Entries excerpted from a collection
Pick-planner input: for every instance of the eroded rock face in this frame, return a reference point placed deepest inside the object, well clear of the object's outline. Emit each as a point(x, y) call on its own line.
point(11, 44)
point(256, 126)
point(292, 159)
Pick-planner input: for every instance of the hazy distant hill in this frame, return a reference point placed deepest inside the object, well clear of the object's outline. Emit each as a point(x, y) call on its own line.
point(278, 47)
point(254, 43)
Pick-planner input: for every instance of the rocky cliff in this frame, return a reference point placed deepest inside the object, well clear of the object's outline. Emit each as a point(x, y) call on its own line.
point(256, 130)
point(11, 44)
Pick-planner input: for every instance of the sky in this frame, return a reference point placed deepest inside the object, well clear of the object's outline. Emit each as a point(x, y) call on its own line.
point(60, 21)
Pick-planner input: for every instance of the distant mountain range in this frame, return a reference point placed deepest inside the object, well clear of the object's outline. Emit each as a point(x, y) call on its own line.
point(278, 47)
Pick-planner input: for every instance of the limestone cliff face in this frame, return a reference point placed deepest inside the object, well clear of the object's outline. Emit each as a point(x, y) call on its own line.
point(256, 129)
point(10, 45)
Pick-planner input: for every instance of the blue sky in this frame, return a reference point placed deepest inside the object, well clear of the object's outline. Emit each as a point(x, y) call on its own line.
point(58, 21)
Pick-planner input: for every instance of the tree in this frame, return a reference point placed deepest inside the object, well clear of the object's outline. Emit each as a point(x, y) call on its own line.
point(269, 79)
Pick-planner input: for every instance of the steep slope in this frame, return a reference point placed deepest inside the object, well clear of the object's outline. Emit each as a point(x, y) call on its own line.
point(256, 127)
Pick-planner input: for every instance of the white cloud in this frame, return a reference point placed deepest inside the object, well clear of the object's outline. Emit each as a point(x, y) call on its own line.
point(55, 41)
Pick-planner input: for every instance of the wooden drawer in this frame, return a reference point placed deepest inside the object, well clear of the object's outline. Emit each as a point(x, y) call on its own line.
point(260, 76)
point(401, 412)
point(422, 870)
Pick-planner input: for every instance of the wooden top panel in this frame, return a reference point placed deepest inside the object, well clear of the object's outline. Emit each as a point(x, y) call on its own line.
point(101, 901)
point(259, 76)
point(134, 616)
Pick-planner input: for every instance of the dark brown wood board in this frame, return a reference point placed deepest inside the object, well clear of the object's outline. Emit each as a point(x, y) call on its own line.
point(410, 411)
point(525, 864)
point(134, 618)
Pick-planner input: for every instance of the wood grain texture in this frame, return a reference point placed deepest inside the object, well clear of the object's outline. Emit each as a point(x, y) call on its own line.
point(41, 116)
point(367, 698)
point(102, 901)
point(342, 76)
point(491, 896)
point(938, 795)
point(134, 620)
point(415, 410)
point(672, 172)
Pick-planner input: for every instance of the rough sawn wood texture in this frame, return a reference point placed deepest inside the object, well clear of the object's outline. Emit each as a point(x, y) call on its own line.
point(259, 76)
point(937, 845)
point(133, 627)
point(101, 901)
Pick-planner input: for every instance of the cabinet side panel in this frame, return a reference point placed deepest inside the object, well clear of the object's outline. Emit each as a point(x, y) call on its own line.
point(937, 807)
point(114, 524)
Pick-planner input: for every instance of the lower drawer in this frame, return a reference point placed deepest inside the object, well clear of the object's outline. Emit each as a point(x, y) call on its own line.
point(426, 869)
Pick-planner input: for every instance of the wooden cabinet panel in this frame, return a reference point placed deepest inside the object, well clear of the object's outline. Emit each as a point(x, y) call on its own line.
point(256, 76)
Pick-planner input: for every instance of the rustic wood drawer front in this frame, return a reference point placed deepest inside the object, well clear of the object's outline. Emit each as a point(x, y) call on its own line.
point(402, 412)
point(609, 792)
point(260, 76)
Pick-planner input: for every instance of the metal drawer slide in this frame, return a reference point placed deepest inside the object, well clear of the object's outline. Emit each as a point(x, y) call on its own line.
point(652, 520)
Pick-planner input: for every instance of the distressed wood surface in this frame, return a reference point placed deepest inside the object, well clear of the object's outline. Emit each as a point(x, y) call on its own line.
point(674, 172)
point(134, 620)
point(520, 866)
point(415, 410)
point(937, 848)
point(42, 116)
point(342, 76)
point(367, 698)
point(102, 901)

_Problem description_. Reproduce every one of the entries above word for word, with no changes.

_Answer for the task_.
Pick-planner input: for every instance of the eroded rock face in this frame, return a reference point placed deepest inside the object, well clear of the object's outline. Emit each as a point(x, y) call on its own line.
point(11, 44)
point(256, 126)
point(292, 159)
Pick-planner input: for every instance of the hazy distant hill in this frame, return a reference point placed deepest inside the object, well clear of the object's outline. Emit each as a point(x, y) call on its own line.
point(278, 47)
point(254, 43)
Pick-planner input: for every instance of the rocky cliff in this frame, return a reference point placed deepest inside the object, well clear of the object's outline. Emit each as a point(x, y) call on its own line.
point(256, 130)
point(11, 44)
Pick-planner input: for every instance of the sky in this frame, return a reference point placed deepest inside the object, well clear of the object's outline. Emit each as a point(x, y) call on its own line.
point(60, 21)
Pick-planner input: for every instance of the distant mountain range in this frame, return a reference point placed deepest inside the object, well clear of the object's outline. Emit each as a point(x, y) call on its own line.
point(278, 47)
Pick-planner input: for every instance of the limestone cliff face in this frame, return a reference point placed deepest inside the object, well clear of the object's outline. Emit each as a point(x, y) call on its own line.
point(256, 129)
point(10, 45)
Pick-planner input: for every instance of the blue sky in this frame, return a reference point placed deepest inside the object, well clear of the object's outline. Emit each as a point(x, y) call on its own line.
point(58, 21)
Pick-planner input: for every instance of the tree in this frame, return a reference point placed deepest inside the object, well clear of the object's outline. Emit each as a point(x, y) call on its own line.
point(269, 79)
Pick-planner input: for every instance of the steep slope in this frame, return a reference point placed deepest inside the object, well clear of the object's outline. Emit each as a point(x, y) call on its own line.
point(256, 127)
Pick-planner input: for every instance of the white cloud in this frame, return a reference point placed deepest inside the object, well clear of the object's outline. Emit each as a point(x, y) call on its own line.
point(55, 41)
Pick-planner input: for every instance of the wooden drawer in this frame, return a reference point placed deepest inside the object, well clear of the object's outline. Emit each as a point(x, y) call on its own line.
point(260, 76)
point(401, 412)
point(422, 870)
Pick-planner input: for every instance of the wooden top panel in this frame, return a reference point placed deepest inside the object, well clear of the object's outline. Emit each as a point(x, y) call on its own line.
point(101, 901)
point(259, 76)
point(134, 616)
Pick-planner input: for every instance of the dark brown wood board in this frame, return a reference point placed deepest inside the object, well clear of the object's outline. Emit each as a point(x, y) call on its own line.
point(410, 411)
point(525, 864)
point(134, 618)
Pick-planner input: for every instance of the wood grain texture in this frame, return a reference point placed deepest inside the object, well clear of the object's outline. Emit each as a point(x, y) call on its own line.
point(41, 116)
point(367, 698)
point(102, 901)
point(342, 76)
point(491, 896)
point(938, 795)
point(134, 620)
point(415, 410)
point(672, 172)
Pick-planner input: for every instance of the rough sawn wood texture in this frame, return a reference point placed deepest inside the object, well clear of the object's outline. Emit each as a point(x, y) call on its own line.
point(259, 76)
point(937, 845)
point(133, 627)
point(101, 901)
Pick-planner input: for every instance of the cabinet side panel in this frame, return a reference point placed deepest inside the object, well clear of the object's outline. Emit each as a point(x, y) call on its own line.
point(937, 807)
point(114, 524)
Pick-planner input: for every instance of the lower drawer in this frame, return a reference point placed deepest inside the object, well clear of the object's outline. Emit each as a point(x, y) call on its own line.
point(426, 869)
Pick-planner input: for every instance of the wooden cabinet panel in this frame, return a reference point placed deepest inside the object, well clear of the object's outline. Emit each as a point(x, y) call on its own line.
point(256, 76)
Pick-planner input: for every instance of the rustic wood drawer front in this frame, return a reference point placed deepest inside the object, well clear of the object's outline. Emit each as a point(x, y) call on its own line.
point(402, 412)
point(609, 792)
point(260, 76)
Pick-planner input: for every instance of the metal drawer slide in this frame, return a reference point placed deepest inside the object, well clear of the object's outline. Emit each as a point(x, y) call on its own line.
point(652, 520)
Pick-planner input: for every instance of the distressed wood surface in this frame, return a reference point placed deepest inside the object, well clear of the object's outline. Emit each as a point(x, y) call on its own line.
point(674, 172)
point(134, 620)
point(520, 866)
point(415, 410)
point(937, 848)
point(42, 116)
point(342, 76)
point(367, 698)
point(102, 901)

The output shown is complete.